GIVEN PASSAGE:
↓

New approaches to the treatment of childhood leukaemia are being developed all the time, and with this project, Owen is focusing on molecular biology. He’s developing models that can predict how certain types of the disease respond to a new set of drugs, and in the future this will improve the treatment options for all children with leukaemia.
Our funding is helping the research team use molecular biology to develop ways of seeing how leukaemia responds to new drugs, an approach that will ultimately lead to improved treatments.
This research project on childhood leukaemia has been successfully completed. Your donations allow us to fund ground-breaking research that can improve treatments given to children with cancer. Thank you. Your help allows us to continue to find ways to drive up the chances of survival for children with cancer and reduce the toxic side effects that can affect the rest of their lives.
Pre-clinical drug validation in acute lymphoid and myeloid leukaemia
Dr Owen Williams
Institute of Child Health, University College London
London WC1N 1EH
1 December 2014
Leukaemia is the most common childhood cancer, and new treatments are being developed all the time. Research by Dr Williams and his colleagues at the Institute of Child Health, the research arm of Great Ormond Street Hospital, is focused on finding new treatments through understanding leukaemia at the molecular level. This has resulted in the discovery of faulty genes responsible for drug resistance in certain types of acute leukaemias.
The team are focusing on a ‘pathway’ in the body that childhood leukaemias depend on, and are working to identify drugs that could be used to block this pathway. These could then be used as part of new therapies.
In this new project Dr Williams and his colleagues are focusing on a cell signalling pathway in the body called STAT3. They have already proved that leukaemic cells in a common type of the disease depend on this pathway for their survival.

↑

INFORMATION GIVEN:
↓

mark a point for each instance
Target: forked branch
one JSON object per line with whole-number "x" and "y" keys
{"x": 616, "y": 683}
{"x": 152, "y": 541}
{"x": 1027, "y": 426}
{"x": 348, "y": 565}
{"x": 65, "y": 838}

↑

USING THE INFORMATION:
A) Reproduce, word for word, the part of the passage on childhood leukemia research that opens with the words containing "The team are" and closes with "for their survival.".
B) Extend the passage on childhood leukemia research, picking up after its final sentence.
The lines have no connection to the passage on childhood leukemia research.

ACTIVITY ANSWERS:
A)
The team are focusing on a ‘pathway’ in the body that childhood leukaemias depend on, and are working to identify drugs that could be used to block this pathway. These could then be used as part of new therapies.
In this new project Dr Williams and his colleagues are focusing on a cell signalling pathway in the body called STAT3. They have already proved that leukaemic cells in a common type of the disease depend on this pathway for their survival.

B)
Together with other scientists, they have shown that other childhood leukaemias are also dependent on this pathway, and that cancerous cells can be eliminated by drugs that block it.
The team now plans to see whether blocking the pathway has therapeutic potential, and to understand how it is controlled in leukaemia. This knowledge will be used to identify existing drugs that are currently used for other diseases which could then serve as new therapies.
They will focus their efforts on leukaemias that are difficult to treat using current chemotherapy, and identify compounds that can eliminate leukaemia cells by inhibiting the pathway, while at the same time having minimal side-effects.
Drugs that have already been approved for clinical use will be candidates for fast-track use in this ground-breaking therapy. Ultimately this will improve the treatment options for children with leukaemia, especially those with types of the disease that can be difficult to treat.
This project involves the laboratories of Dr Owen Williams and Dr Jasper de Boer who work in the Cancer Section of the UCL Institute of Child Health, and Dr Philip Ancliff, Consultant Paediatric Haematologist at Great Ormond Street.
These doctors have an outstanding track record in childhood leukaemia research, have developed new ways to investigate the disease, and are working on inspirational new therapies that can be fast-tracked into the clinic.
Dr Ancliff will bring important insights to this project, and provide invaluable clinical experience that will see new therapies are used in the latest trials and practice.